___ MATERIAL FOR THE TASK ___

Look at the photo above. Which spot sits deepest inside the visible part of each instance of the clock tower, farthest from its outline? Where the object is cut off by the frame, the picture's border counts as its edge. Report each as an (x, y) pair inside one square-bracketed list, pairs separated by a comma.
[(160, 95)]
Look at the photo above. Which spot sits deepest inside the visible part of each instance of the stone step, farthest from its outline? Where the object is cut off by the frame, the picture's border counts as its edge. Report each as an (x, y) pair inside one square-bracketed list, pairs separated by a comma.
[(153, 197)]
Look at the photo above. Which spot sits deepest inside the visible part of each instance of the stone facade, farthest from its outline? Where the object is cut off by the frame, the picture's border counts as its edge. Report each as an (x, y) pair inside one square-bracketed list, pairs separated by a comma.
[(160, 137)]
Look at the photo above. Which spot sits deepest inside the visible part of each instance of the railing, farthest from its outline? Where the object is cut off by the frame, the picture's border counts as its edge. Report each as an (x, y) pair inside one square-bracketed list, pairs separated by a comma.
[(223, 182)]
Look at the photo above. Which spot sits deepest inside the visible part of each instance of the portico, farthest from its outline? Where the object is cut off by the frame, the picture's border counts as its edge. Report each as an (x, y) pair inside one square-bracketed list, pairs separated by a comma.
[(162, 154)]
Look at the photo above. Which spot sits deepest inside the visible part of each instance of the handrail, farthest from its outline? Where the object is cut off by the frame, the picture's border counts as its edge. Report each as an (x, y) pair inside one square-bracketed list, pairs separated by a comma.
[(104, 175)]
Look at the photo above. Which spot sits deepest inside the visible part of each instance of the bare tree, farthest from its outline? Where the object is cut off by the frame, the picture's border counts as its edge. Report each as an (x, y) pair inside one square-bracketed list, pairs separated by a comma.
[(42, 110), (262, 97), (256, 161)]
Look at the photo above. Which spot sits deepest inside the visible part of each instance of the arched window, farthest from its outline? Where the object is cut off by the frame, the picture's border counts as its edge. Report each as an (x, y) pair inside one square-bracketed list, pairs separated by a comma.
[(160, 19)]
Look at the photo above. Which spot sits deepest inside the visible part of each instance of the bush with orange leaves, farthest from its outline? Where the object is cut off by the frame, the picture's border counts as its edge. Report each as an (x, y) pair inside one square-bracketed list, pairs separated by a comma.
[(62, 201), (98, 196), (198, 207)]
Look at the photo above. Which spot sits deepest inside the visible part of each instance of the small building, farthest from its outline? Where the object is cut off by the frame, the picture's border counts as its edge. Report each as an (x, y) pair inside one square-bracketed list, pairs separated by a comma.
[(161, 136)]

___

INSTRUCTIONS TO FOLLOW:
Your output must contain exactly the lines from the one containing "of the arched" to the final line of the data above, and no other text.

WRITTEN SOLUTION:
Look at the photo above. Which spot sits deepest inside the visible part of each instance of the arched window, farthest from its outline? Where the object is cut off by the frame, the picture's border counts as its edge. Report each as an (x, y) pair inside one square-bracketed list, pairs separated by a comma.
[(160, 19)]
Look at the photo above. Which spot sits deepest inside the visible part of each instance of the bush with orange leaves, farthest from its outline? Where the object is cut off by the frame, the picture's border counts as its edge. Report each as an (x, y) pair inside one square-bracketed list, pairs separated by a comma.
[(62, 201), (98, 196), (198, 207)]
Look at the photo above. Which spot sits deepest inside the visible part of each instance of the small building, farthest from its outline? Where the object is cut off by the frame, the picture's border counts as its edge. Report each as an (x, y) pair inside one square-bracketed list, pairs separated by a comma.
[(161, 136)]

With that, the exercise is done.